>> begin SUPPLIED MATERIAL
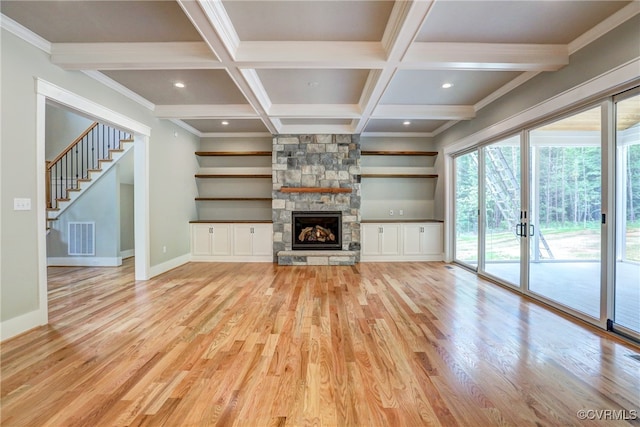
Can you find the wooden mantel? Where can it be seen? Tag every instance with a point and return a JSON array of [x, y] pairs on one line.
[[314, 190]]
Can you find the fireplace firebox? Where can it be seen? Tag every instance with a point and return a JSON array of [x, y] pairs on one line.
[[316, 230]]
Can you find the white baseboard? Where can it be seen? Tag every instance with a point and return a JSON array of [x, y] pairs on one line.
[[84, 261], [401, 258], [17, 325], [127, 253], [169, 265], [232, 258]]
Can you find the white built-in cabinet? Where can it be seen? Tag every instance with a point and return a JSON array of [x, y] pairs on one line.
[[232, 242], [411, 241], [380, 239], [211, 239], [253, 240]]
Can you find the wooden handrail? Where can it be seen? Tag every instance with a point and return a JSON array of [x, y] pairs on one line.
[[70, 146]]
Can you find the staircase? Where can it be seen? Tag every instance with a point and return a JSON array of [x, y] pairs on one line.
[[79, 165]]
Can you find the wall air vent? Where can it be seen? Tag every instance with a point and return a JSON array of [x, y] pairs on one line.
[[82, 238]]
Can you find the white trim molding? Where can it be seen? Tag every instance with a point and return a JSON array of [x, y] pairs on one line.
[[84, 261]]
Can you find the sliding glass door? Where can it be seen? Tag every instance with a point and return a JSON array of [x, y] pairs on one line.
[[466, 209], [501, 208], [529, 212], [627, 249], [564, 224]]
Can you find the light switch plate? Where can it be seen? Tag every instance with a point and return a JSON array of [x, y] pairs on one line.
[[21, 204]]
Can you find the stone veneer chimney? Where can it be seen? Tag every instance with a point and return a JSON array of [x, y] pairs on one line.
[[317, 162]]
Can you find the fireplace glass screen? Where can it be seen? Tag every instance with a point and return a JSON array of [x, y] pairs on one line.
[[317, 230]]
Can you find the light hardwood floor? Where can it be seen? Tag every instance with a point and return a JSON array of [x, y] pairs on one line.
[[384, 344]]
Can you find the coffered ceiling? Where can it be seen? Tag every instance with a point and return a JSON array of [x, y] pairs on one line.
[[314, 66]]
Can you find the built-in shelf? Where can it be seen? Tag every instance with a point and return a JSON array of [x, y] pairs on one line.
[[208, 175], [242, 199], [399, 153], [397, 221], [314, 190], [397, 175], [232, 153], [232, 221]]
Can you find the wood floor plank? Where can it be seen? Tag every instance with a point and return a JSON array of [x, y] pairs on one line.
[[380, 344]]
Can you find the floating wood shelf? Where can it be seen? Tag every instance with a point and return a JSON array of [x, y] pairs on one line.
[[314, 190], [215, 199], [393, 221], [397, 175], [399, 153], [200, 175], [232, 153], [231, 221]]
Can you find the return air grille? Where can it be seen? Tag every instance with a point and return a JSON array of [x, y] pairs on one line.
[[82, 238]]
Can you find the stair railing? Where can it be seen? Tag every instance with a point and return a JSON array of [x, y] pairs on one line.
[[74, 164]]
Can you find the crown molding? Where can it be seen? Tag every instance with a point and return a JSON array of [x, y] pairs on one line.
[[486, 56], [133, 56], [25, 34], [398, 134], [235, 134]]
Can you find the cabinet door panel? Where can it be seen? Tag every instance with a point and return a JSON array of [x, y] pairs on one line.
[[262, 239], [370, 239], [412, 239], [200, 239], [390, 243], [433, 240], [221, 239], [242, 239]]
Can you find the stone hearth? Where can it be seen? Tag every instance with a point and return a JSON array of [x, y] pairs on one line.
[[316, 173]]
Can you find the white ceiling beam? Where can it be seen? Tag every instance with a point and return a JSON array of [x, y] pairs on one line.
[[316, 129], [486, 56], [220, 21], [424, 112], [214, 111], [331, 111], [310, 55], [405, 22], [133, 56], [202, 21]]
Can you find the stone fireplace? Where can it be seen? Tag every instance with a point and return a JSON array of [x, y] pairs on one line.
[[316, 230], [321, 174]]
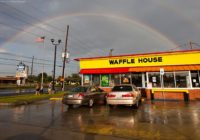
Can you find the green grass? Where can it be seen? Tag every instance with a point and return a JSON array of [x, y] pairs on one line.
[[25, 99]]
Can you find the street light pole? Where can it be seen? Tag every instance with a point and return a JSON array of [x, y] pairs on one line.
[[64, 59], [54, 65]]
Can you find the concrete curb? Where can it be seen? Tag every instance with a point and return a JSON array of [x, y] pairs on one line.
[[58, 99]]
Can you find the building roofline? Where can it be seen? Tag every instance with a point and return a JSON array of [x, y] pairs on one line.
[[167, 52]]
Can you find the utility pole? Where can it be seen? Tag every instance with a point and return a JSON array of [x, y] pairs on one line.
[[32, 66], [190, 45], [64, 59], [110, 53]]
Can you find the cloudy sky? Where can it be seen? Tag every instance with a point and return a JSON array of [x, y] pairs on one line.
[[95, 27]]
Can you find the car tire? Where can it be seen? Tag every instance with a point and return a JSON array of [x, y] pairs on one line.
[[91, 102]]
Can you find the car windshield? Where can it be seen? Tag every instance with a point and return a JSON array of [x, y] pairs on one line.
[[79, 89], [122, 88]]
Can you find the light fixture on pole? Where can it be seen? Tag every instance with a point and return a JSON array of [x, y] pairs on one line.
[[54, 65]]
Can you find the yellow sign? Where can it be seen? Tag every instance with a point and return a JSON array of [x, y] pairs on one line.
[[165, 59]]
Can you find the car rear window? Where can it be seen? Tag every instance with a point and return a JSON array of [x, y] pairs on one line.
[[122, 88], [79, 89]]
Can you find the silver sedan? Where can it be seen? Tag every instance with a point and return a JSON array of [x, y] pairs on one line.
[[83, 95], [124, 95]]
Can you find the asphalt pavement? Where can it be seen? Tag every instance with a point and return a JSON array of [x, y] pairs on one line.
[[50, 120]]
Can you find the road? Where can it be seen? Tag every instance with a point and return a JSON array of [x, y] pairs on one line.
[[10, 92], [50, 120]]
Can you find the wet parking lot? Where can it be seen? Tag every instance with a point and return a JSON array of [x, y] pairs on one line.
[[48, 120]]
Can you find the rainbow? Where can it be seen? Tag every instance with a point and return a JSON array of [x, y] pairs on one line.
[[106, 15]]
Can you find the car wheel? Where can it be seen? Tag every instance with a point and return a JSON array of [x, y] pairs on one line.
[[91, 102]]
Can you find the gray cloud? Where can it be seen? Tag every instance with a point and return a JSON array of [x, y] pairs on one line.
[[127, 26]]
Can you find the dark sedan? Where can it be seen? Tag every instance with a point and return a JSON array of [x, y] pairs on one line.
[[84, 95]]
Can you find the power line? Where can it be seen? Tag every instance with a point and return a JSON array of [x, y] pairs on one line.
[[26, 22]]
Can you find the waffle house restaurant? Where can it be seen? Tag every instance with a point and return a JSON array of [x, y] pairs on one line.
[[163, 75]]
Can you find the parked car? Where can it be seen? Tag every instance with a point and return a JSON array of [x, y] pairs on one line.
[[124, 95], [84, 95]]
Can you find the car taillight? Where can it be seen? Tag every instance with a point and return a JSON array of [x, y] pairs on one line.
[[81, 95], [128, 95], [110, 95]]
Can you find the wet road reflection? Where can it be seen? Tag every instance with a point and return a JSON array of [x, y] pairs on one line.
[[153, 120]]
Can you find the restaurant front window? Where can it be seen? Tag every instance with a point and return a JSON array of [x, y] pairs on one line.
[[195, 79], [154, 79], [105, 80], [115, 79], [168, 79], [137, 79], [96, 80], [182, 79], [126, 78], [87, 80]]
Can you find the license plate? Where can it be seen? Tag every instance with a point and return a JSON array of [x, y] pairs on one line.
[[70, 96]]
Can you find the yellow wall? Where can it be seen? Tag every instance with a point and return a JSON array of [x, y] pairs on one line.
[[178, 58]]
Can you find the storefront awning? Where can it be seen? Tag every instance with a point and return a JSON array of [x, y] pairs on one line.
[[139, 69]]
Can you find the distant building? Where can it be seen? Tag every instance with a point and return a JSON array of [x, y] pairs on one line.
[[8, 80]]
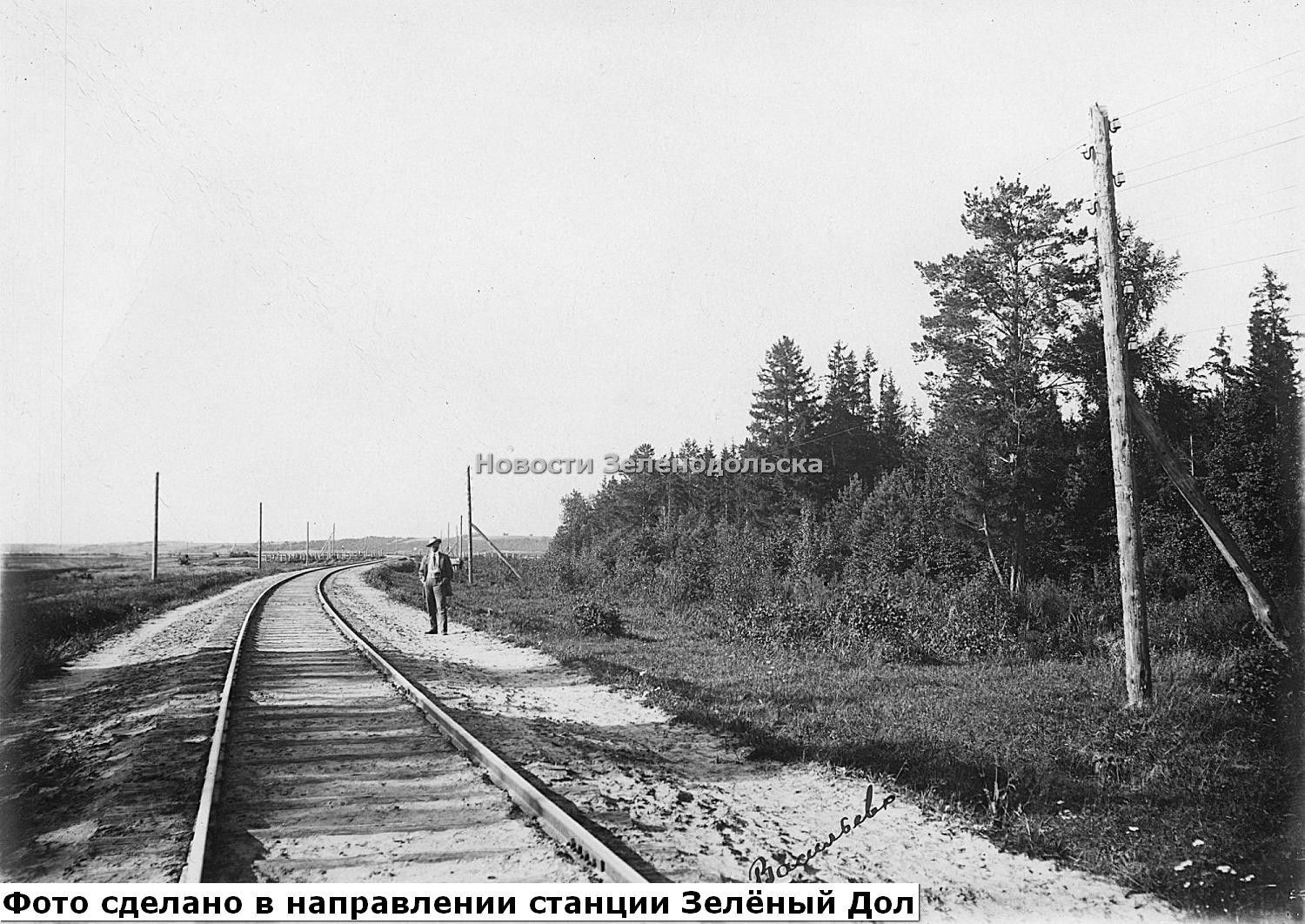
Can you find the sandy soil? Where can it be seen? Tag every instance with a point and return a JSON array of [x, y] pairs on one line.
[[693, 806], [104, 764], [334, 777]]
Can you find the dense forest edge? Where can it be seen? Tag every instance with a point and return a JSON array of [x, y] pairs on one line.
[[981, 534]]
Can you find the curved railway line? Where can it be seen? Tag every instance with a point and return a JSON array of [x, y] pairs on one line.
[[328, 762]]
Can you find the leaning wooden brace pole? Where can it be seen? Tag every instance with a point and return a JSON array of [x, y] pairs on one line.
[[504, 558], [1261, 603], [472, 551], [1137, 652]]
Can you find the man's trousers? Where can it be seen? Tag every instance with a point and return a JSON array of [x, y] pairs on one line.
[[438, 607]]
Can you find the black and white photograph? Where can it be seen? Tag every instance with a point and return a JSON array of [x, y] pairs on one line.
[[652, 461]]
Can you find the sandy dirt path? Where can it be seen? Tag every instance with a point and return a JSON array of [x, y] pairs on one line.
[[104, 767], [104, 764], [693, 806]]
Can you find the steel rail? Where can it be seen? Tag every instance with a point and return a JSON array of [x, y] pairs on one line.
[[558, 816], [193, 868]]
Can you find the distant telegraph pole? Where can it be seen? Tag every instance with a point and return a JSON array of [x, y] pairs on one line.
[[154, 559], [1137, 654], [472, 558]]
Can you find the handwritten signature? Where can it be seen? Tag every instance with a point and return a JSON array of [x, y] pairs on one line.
[[761, 871]]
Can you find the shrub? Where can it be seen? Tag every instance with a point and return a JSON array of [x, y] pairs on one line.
[[592, 618]]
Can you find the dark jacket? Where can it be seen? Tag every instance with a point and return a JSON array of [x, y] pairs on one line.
[[440, 573]]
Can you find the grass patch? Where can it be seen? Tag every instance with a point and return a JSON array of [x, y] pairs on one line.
[[55, 611], [1036, 753]]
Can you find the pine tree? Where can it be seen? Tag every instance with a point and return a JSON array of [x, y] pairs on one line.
[[846, 433], [1271, 368], [786, 407], [1000, 307]]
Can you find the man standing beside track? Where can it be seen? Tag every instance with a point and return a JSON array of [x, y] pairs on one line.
[[436, 576]]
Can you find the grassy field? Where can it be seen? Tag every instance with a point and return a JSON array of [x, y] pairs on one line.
[[1193, 800], [57, 607]]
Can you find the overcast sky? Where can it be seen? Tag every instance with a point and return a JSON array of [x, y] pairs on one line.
[[321, 255]]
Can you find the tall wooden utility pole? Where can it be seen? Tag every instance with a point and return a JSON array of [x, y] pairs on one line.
[[1137, 653], [472, 558], [154, 559]]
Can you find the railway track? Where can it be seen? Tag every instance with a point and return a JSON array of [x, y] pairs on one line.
[[328, 764]]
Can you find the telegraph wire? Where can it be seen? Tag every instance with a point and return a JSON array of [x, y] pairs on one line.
[[1249, 260], [1214, 83], [1236, 221], [1215, 144], [1223, 326], [1227, 201], [1227, 93], [1224, 159]]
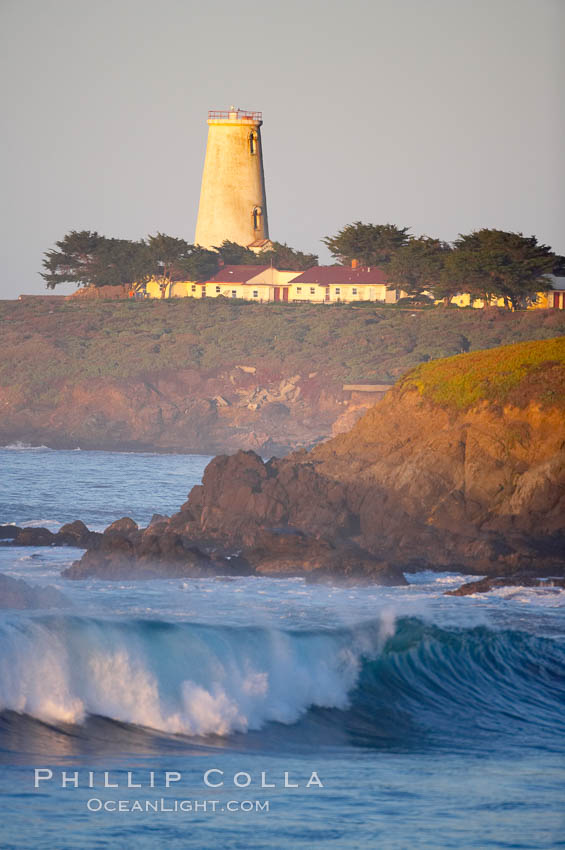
>> end SUPPLIED MATERIAL
## WHAT THE TASK ASKS
Please copy the entries verbatim from the start through the line containing "[[384, 344]]", including that line. Leave the pictures out.

## EXERCISE ANSWER
Can you find the wooden mantel? Where can it be seen? Tag every instance with a point and return a JSON array of [x, y] pairs on one line.
[[314, 190]]
Can you find the fireplace firebox? Where can it be seen? Tag every instance with a point and return a JSON array of [x, y] pairs on one line.
[[316, 230]]
Can you find the white baseboard? Where can it be seen? Tag every instance with a point and return a JSON array of [x, y] pairs on one line.
[[84, 261], [401, 258], [17, 325], [127, 253], [169, 265], [232, 258]]
Can you find the white built-in cabinet? Where can it be seen? Tag every instance with a point and return a JSON array of [x, y] pairs on one line.
[[232, 242], [411, 241], [380, 239], [211, 239], [253, 240]]
Can you find the wooden handrail? Where can it be seen? Tag every instance with a point and return a JSON array of [x, y] pairs on one line.
[[70, 146]]
Can you find the staircase? Where can it be seen? Tag every instance with a point and return a JSON array of [x, y] pairs on one line.
[[79, 165]]
Can you find the wall air vent? Where can it be seen? Tag every instance with a point and return a JSON array of [x, y] pairs on one line.
[[82, 238]]
Can you find the white trim molding? Where can it be seen? Tag every instance with a point and return a JSON array of [x, y] pairs on one line.
[[84, 261]]
Can you find the sliding glass door? Where can it be seen? Tag every instance with a point and return a JSON array of [x, y] pairs on one line.
[[466, 209], [501, 208], [529, 212], [627, 249], [564, 224]]
Can you find the light switch plate? Where can it be seen? Tag every instance with a point and return a JSON array of [x, y] pairs on one line.
[[21, 204]]
Can you find the stone veneer chimney? Where can it be seen? Tag every instance with a point and return a JSON array of [x, y] pairs on one line.
[[317, 162]]
Can you find the fireplace glass screen? Where can it be seen? Tag every instance with a point and return a JSON array of [x, y] pairs on one line.
[[317, 230]]
Can you find the light hardwood floor? Where can it be seen? Tag every instance with a point and return a JSON array of [x, y] pairs on one line.
[[384, 344]]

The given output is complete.